Extracted data entries

○ ○ ○ ○ ○

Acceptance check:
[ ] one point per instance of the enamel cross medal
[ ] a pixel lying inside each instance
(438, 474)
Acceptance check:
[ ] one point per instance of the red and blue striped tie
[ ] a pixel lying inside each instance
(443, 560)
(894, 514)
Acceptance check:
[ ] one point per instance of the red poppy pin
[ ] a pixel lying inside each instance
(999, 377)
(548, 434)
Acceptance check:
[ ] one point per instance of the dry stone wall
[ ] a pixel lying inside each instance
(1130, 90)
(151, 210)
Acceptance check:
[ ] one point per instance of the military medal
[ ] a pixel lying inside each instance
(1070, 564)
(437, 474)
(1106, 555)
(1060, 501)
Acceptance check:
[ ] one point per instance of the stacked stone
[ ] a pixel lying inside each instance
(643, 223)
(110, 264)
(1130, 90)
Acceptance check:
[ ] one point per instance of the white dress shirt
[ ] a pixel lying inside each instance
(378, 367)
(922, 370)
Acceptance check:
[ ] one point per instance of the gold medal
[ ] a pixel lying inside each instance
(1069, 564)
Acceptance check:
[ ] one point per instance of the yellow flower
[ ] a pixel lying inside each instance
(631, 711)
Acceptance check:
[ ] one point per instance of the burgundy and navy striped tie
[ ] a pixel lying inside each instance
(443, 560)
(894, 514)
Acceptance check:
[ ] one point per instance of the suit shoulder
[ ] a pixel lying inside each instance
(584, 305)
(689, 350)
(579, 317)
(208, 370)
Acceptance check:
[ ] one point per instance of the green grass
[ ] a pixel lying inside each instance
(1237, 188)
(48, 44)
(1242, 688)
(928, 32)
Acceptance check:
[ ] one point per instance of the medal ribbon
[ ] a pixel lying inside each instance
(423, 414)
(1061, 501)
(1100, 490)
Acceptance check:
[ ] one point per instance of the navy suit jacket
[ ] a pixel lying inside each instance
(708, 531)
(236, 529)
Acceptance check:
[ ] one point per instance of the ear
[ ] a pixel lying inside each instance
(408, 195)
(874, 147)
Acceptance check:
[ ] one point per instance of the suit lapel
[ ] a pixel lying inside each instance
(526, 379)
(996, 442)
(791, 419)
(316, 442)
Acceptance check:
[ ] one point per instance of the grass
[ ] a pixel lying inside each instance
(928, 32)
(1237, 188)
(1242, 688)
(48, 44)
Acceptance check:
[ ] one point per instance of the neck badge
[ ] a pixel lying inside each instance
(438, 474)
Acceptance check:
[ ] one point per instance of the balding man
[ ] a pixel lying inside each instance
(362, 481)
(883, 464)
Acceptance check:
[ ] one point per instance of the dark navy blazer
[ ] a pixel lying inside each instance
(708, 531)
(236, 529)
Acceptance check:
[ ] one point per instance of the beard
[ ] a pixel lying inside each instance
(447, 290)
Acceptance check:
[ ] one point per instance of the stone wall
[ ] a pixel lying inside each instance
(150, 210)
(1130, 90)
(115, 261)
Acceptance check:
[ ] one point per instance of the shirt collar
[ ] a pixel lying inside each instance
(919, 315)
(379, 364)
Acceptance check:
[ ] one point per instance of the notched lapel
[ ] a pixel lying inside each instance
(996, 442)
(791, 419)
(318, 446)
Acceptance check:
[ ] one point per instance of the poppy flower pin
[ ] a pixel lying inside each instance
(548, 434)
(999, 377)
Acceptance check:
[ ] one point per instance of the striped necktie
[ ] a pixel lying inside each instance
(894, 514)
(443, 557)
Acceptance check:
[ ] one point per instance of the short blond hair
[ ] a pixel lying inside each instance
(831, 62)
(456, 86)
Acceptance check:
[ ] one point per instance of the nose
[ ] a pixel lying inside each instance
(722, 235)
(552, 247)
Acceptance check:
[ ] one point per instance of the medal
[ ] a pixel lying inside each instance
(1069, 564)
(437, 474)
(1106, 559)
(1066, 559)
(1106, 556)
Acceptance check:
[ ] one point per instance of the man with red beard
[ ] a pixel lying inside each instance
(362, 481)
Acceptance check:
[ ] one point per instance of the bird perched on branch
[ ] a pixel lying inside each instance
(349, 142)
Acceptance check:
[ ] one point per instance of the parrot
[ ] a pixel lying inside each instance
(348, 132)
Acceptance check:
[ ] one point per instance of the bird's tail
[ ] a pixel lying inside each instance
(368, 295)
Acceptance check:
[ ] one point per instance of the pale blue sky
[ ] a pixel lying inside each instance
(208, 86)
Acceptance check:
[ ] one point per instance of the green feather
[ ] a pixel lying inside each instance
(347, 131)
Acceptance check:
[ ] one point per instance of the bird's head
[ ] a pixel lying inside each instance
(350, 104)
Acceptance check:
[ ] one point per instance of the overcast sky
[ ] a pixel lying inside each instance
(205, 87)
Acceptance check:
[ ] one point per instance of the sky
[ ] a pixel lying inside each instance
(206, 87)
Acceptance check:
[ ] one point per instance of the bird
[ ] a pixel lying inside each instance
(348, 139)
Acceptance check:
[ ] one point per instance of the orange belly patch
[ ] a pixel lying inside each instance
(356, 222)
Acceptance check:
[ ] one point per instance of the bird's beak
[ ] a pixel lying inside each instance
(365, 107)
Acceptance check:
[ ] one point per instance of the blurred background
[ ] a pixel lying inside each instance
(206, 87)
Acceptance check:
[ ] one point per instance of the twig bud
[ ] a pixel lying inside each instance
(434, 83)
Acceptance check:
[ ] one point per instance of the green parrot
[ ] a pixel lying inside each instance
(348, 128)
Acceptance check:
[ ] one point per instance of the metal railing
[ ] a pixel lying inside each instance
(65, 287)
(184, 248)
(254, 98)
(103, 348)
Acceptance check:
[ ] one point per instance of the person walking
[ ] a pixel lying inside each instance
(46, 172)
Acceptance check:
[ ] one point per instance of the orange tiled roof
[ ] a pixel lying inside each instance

○ ○ ○ ○ ○

* Brief: Restate word for word the lines of the data above, starting at the line containing "[ ] one point per instance of the stacked" and ending at the line containing "[ ] one point per instance of the green grass", both included, and nothing more.

* Completed exercise:
[ ] one point per instance of the stacked stone
[ ] a pixel lying inside each instance
(643, 223)
(110, 264)
(1130, 90)
Acceptance check:
[ ] one point per instance of the white dress shirt
[ ] a pixel lying inside each instance
(378, 367)
(922, 370)
Acceptance check:
[ ] one point per instance of the gold medal
[ ] a pixel lying inside each instance
(1069, 564)
Acceptance check:
[ ] one point per instance of the yellow flower
[ ] a pixel lying inside each instance
(631, 711)
Acceptance check:
[ ] one point per instance of the burgundy and navy striped tie
[ ] a pixel lying inside each instance
(443, 560)
(894, 514)
Acceptance check:
[ ] one point per instance of the suit shoulder
[ ] a pixel lying inside each instance
(584, 305)
(689, 350)
(579, 317)
(208, 370)
Acceptance check:
[ ] one point per instance of the green grass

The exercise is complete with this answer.